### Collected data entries
====================
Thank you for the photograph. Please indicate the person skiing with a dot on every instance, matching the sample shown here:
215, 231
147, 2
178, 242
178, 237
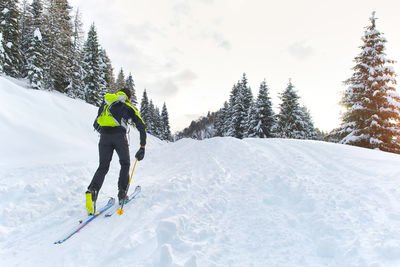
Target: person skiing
112, 121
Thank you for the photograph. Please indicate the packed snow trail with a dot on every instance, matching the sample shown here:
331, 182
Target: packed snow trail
217, 202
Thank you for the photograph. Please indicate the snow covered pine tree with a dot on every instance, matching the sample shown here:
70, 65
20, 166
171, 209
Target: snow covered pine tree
372, 105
====================
### Task
Rename "Target" to "Label" everywhere it appears in the entries above, leaving everything else unchanged. Omit the pictures from your answer.

### Response to the task
Thank you for the photograph. Please indicate the person skiing with a dot on every instance, matching the sample shown here:
215, 231
147, 2
178, 242
178, 237
Label: person skiing
112, 121
Thank you for the photograph. Please indicate the packed snow trail with a dot on every instance, matching the sample shown here:
331, 182
Label: packed snow trail
217, 202
Thank you for the photograph. Please indicate the snow covered pine tree with a dot on every instance, matching the sample shown here:
70, 65
20, 166
171, 209
Label: snow covered pine tree
372, 105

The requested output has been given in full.